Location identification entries
■ ■ ■ ■

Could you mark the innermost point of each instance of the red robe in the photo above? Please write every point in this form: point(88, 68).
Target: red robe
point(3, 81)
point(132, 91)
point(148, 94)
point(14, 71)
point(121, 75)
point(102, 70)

■ ■ ■ ■

Find each line in the material above that contains the string "robe", and copy those lines out in full.

Could you mark the innermost point of each instance of the red robe in the photo above? Please write every point in this form: point(88, 68).
Target: red robe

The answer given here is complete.